(Outline items for labeled areas)
☆ ☆ ☆ ☆ ☆

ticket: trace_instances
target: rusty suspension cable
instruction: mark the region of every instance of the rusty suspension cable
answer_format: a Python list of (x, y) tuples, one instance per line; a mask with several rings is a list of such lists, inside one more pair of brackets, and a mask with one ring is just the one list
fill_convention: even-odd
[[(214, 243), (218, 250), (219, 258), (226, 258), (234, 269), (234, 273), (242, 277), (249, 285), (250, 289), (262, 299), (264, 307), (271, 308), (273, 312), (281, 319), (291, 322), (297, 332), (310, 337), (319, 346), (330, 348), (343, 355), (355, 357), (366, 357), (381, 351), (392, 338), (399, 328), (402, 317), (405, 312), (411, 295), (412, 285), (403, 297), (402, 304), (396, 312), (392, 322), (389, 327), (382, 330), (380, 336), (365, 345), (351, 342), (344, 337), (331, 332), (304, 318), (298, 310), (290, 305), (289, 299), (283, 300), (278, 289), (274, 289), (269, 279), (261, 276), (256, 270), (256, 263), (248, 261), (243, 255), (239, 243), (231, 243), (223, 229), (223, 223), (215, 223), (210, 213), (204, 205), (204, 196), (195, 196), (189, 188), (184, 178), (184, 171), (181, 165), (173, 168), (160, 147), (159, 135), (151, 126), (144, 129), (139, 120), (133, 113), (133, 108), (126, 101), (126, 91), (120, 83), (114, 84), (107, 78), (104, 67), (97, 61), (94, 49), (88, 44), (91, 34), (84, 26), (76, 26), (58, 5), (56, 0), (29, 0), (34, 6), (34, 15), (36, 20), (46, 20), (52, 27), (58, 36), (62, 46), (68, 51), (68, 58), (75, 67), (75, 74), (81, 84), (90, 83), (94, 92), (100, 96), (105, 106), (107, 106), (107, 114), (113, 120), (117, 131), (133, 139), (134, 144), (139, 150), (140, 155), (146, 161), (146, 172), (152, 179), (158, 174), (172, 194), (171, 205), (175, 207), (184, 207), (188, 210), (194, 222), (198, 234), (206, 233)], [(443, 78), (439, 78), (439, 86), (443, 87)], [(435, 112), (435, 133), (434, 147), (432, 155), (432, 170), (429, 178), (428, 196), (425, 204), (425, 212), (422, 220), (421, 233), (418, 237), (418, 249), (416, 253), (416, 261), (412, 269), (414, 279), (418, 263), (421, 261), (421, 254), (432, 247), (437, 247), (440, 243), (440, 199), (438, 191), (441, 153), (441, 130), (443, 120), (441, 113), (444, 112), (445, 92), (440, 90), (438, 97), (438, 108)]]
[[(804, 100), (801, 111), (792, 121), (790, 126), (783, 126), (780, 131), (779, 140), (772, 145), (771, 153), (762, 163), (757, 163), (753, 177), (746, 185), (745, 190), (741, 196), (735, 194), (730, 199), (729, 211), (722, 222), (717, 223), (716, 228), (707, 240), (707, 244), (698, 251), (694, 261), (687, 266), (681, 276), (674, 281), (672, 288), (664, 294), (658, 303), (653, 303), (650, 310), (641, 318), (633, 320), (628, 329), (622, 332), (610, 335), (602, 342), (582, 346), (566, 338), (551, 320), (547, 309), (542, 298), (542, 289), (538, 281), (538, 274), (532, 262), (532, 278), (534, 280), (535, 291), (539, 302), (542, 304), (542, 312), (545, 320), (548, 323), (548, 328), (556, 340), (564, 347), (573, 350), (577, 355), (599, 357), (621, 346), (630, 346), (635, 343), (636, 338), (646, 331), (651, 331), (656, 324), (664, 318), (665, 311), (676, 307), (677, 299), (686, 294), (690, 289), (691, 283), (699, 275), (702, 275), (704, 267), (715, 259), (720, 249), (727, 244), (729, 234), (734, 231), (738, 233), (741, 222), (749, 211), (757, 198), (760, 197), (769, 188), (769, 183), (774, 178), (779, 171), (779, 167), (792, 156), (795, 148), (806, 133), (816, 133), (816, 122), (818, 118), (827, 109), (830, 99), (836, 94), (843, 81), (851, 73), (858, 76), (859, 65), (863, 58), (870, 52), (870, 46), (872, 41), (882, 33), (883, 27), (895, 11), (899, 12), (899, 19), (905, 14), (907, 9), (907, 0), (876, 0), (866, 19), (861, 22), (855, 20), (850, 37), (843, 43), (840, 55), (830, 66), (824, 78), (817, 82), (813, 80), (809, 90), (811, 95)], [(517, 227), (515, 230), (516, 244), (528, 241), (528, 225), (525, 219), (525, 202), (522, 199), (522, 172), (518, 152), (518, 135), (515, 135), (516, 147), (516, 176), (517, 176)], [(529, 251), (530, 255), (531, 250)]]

☆ ☆ ☆ ☆ ☆

Rewrite the lines above with every occurrence of "rusty suspension cable" changed to "corroded suspension cable", leaving all other text as it stands.

ticket: trace_instances
target: corroded suspension cable
instruction: mark the region of every instance of the corroded suspension cable
answer_format: a Python list of (x, y) tuples, one instance per line; a mask with several rings is a list of such lists, inside one more pair of brackets, and a mask with one ring is just the one list
fill_convention: even-odd
[[(214, 243), (218, 250), (219, 258), (226, 258), (234, 269), (234, 273), (242, 277), (249, 285), (250, 289), (262, 299), (264, 307), (271, 308), (273, 312), (281, 319), (291, 322), (297, 332), (310, 337), (319, 346), (330, 348), (343, 355), (355, 357), (366, 357), (381, 351), (392, 338), (399, 328), (402, 317), (405, 312), (411, 295), (412, 285), (403, 297), (402, 304), (396, 312), (392, 322), (389, 327), (382, 330), (380, 336), (365, 345), (351, 342), (344, 337), (331, 332), (304, 318), (298, 310), (290, 305), (289, 299), (283, 300), (278, 289), (274, 289), (269, 279), (261, 276), (256, 270), (256, 263), (248, 261), (243, 255), (239, 243), (231, 243), (223, 229), (223, 223), (215, 223), (210, 213), (204, 205), (204, 196), (195, 196), (189, 188), (184, 178), (184, 171), (181, 165), (173, 168), (160, 147), (159, 135), (151, 126), (144, 129), (139, 120), (133, 113), (133, 108), (126, 101), (126, 91), (120, 83), (114, 84), (107, 78), (104, 67), (97, 61), (94, 49), (88, 44), (91, 34), (84, 26), (76, 26), (58, 5), (56, 0), (29, 0), (34, 6), (34, 15), (36, 20), (46, 20), (52, 27), (58, 36), (62, 46), (68, 51), (68, 58), (75, 67), (75, 74), (81, 84), (90, 83), (94, 92), (100, 96), (105, 106), (107, 106), (107, 114), (113, 120), (117, 131), (133, 139), (134, 144), (139, 150), (140, 155), (146, 161), (146, 172), (152, 179), (158, 174), (172, 194), (171, 205), (175, 207), (184, 207), (188, 210), (194, 222), (198, 234), (206, 233)], [(443, 78), (439, 78), (439, 86), (443, 87)], [(435, 112), (435, 133), (434, 147), (432, 155), (432, 170), (429, 178), (428, 196), (425, 204), (425, 212), (422, 220), (421, 233), (418, 237), (418, 249), (416, 253), (416, 261), (412, 269), (414, 279), (418, 263), (421, 261), (421, 254), (432, 247), (437, 247), (440, 243), (440, 199), (438, 191), (441, 153), (441, 130), (443, 120), (441, 113), (444, 112), (445, 92), (440, 90), (438, 97), (438, 108)]]
[[(804, 100), (801, 111), (792, 121), (790, 126), (783, 126), (780, 131), (779, 140), (772, 145), (771, 153), (762, 163), (757, 163), (753, 177), (746, 185), (745, 190), (741, 196), (735, 194), (730, 199), (729, 211), (722, 222), (717, 223), (716, 228), (707, 240), (707, 244), (698, 251), (694, 261), (687, 266), (681, 276), (674, 281), (672, 288), (664, 294), (658, 303), (653, 303), (650, 310), (641, 318), (633, 320), (628, 329), (622, 332), (610, 335), (602, 342), (582, 346), (566, 338), (551, 320), (547, 309), (542, 298), (542, 289), (538, 281), (538, 274), (532, 262), (532, 278), (534, 280), (535, 291), (539, 302), (542, 304), (542, 312), (545, 320), (548, 323), (548, 328), (556, 340), (564, 347), (573, 350), (577, 355), (599, 357), (621, 346), (630, 346), (635, 343), (636, 338), (646, 331), (651, 331), (656, 324), (664, 318), (665, 311), (676, 307), (677, 299), (686, 294), (690, 289), (691, 283), (699, 275), (702, 275), (704, 267), (715, 259), (720, 249), (727, 244), (729, 234), (734, 231), (738, 233), (741, 222), (749, 211), (757, 198), (760, 197), (769, 188), (769, 183), (774, 178), (779, 171), (779, 167), (792, 156), (795, 148), (806, 133), (816, 133), (816, 122), (818, 118), (827, 109), (830, 99), (836, 94), (843, 81), (851, 73), (858, 76), (859, 65), (863, 58), (870, 52), (870, 46), (872, 41), (882, 33), (883, 27), (895, 11), (899, 12), (899, 19), (905, 14), (907, 9), (907, 0), (876, 0), (866, 19), (861, 22), (855, 20), (850, 37), (843, 43), (840, 55), (830, 66), (824, 78), (817, 82), (813, 80), (809, 90), (811, 95)], [(517, 227), (515, 230), (516, 244), (528, 241), (528, 225), (525, 219), (525, 202), (522, 199), (522, 172), (518, 152), (518, 135), (515, 135), (516, 147), (516, 176), (517, 176)], [(529, 251), (530, 255), (531, 250)]]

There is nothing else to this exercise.